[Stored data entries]
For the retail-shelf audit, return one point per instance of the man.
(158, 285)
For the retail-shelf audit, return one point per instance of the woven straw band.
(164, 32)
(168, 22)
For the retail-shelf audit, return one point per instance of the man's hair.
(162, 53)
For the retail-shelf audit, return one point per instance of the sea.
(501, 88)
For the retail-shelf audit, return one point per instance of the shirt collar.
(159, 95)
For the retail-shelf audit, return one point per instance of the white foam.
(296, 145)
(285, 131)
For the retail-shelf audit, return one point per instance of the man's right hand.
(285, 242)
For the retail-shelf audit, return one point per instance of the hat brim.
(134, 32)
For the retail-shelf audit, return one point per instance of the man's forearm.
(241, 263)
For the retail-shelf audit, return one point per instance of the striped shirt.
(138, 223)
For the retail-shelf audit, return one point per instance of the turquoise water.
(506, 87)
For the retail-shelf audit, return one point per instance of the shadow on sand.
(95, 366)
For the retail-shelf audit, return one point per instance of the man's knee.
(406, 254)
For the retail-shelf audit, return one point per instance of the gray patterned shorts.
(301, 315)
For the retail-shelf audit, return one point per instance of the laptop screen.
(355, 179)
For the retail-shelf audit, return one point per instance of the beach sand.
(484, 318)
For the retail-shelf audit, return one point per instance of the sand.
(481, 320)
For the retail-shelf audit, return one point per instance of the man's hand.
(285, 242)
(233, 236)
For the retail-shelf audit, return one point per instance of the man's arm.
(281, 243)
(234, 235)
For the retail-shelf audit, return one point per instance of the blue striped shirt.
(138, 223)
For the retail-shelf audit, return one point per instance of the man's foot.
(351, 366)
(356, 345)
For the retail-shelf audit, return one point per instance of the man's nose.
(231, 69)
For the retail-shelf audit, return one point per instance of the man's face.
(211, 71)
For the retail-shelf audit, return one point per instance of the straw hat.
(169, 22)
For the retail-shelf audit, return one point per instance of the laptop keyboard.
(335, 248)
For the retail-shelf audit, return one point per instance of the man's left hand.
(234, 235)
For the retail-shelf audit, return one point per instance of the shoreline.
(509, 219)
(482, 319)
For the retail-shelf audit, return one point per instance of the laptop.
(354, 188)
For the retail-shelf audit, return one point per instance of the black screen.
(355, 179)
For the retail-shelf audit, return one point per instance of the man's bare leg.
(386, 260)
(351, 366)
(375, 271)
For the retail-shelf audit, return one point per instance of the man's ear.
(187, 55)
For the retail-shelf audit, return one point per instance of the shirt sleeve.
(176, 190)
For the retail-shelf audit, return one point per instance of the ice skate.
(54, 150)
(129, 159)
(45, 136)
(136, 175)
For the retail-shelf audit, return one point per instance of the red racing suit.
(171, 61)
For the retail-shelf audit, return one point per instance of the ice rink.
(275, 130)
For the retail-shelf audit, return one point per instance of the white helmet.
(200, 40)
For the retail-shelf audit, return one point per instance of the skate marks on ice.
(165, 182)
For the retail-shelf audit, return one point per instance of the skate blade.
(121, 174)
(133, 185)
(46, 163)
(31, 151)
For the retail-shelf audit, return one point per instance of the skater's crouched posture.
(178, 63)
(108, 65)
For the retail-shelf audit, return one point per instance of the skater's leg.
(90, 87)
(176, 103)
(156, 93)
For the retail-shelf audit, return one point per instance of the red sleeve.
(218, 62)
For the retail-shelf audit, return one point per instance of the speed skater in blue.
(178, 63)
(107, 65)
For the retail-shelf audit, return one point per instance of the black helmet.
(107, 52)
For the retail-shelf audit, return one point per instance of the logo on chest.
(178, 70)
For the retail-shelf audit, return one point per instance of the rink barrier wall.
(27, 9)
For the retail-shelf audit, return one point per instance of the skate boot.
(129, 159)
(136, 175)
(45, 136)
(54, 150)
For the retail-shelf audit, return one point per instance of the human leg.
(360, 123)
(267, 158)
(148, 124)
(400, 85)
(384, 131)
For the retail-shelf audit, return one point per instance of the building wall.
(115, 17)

**Task goal**
The records must each be output verbatim, with nothing left out.

**Completed exercise**
For the retail-shelf audit, return one point per instance of the man.
(158, 285)
For the retail-shelf audit, return one point per instance of the woven straw band.
(164, 32)
(168, 22)
For the retail-shelf audit, return one point per instance of the man's hair.
(162, 53)
For the retail-shelf audit, return one point per instance of the sea.
(501, 88)
For the retail-shelf audit, return one point per instance of the shirt collar.
(159, 95)
For the retail-shelf audit, return one point per instance of the white foam.
(296, 145)
(285, 131)
For the retail-shelf audit, return one point per instance of the man's right hand.
(285, 242)
For the retail-shelf audit, return one point per instance of the hat brim.
(134, 32)
For the retail-shelf audit, return one point per instance of the man's forearm.
(241, 263)
For the retail-shelf audit, return one point per instance of the striped shirt.
(138, 223)
For the retail-shelf audit, return one point per instance of the turquoise water.
(506, 87)
For the retail-shelf audit, return one point per instance of the shadow on sand.
(95, 366)
For the retail-shelf audit, return one point per instance of the man's knee.
(406, 254)
For the retail-shelf audit, return one point per instance of the gray patterned shorts.
(301, 315)
For the retail-shelf audit, return one point per instance of the laptop screen.
(355, 179)
For the retail-shelf audit, return one point per instance of the beach sand.
(484, 318)
For the retail-shelf audit, return one point per instance of the sand.
(481, 320)
For the retail-shelf audit, return one point per instance of the man's hand.
(285, 242)
(233, 236)
For the retail-shelf audit, return one point per instance of the man's arm.
(281, 243)
(234, 235)
For the retail-shelf audit, return one point per instance of the blue striped shirt.
(138, 223)
For the retail-shelf audit, return one point per instance of the man's foot.
(351, 366)
(356, 345)
For the retail-shelf audit, return one point per instance of the man's nose.
(231, 69)
For the retail-shelf audit, return one point per instance of the man's face.
(211, 71)
For the retail-shelf audit, return one point per instance of the straw hat.
(169, 22)
For the retail-shelf audit, return one point per instance of the laptop keyboard.
(335, 248)
For the retail-shelf audit, return one point per instance of the man's left hand.
(234, 235)
For the retail-shelf audit, return one point per instance of the shoreline.
(509, 219)
(482, 319)
For the retail-shelf audit, return one point per instance of the laptop.
(354, 188)
For the retail-shelf audit, return one point per instance of the black screen.
(355, 179)
For the retail-shelf audit, return one point per instance of the man's bare leg.
(386, 260)
(351, 366)
(375, 271)
For the retail-shelf audit, return one point per instance of the man's ear.
(187, 55)
For the retail-shelf audit, return one point per instance of the shirt sleeve.
(176, 190)
For the retail-shelf audit, return one point per instance of the ice skate.
(54, 150)
(129, 159)
(45, 136)
(136, 175)
For the retail-shelf audit, return one point per instance of the red racing suit.
(171, 61)
For the retail-shelf audit, return one point per instance of the ice rink.
(275, 130)
For the retail-shelf audit, return one point per instance of the white helmet.
(200, 40)
For the retail-shelf audit, return one point per instance of the skate marks on ice.
(165, 182)
For the retail-shelf audit, return one point per instance of the skate blade.
(121, 174)
(133, 185)
(46, 163)
(31, 151)
For the retail-shelf audit, return one point per instance of the skater's crouched posture.
(178, 63)
(108, 65)
For the retail-shelf audit, return one point per instance of the skater's leg.
(90, 87)
(176, 103)
(156, 93)
For the retail-shelf audit, return one point per instance of the red sleeve.
(218, 62)
For the retail-shelf audit, return one point per instance of the speed skater in blue.
(178, 63)
(107, 65)
For the retail-shelf audit, return one point per instance of the black helmet.
(107, 52)
For the retail-shelf audit, return one point per instance of the logo on chest.
(178, 70)
For the retail-shelf audit, return one point per instance of the rink barrier wall.
(27, 9)
For the retail-shelf audit, return one point per instance of the skate boot.
(129, 159)
(136, 175)
(45, 136)
(54, 150)
For the retail-shelf audit, return one point per instance of the human leg.
(360, 123)
(267, 158)
(148, 124)
(400, 85)
(384, 131)
For the retail-shelf audit, return one point per instance of the building wall.
(115, 17)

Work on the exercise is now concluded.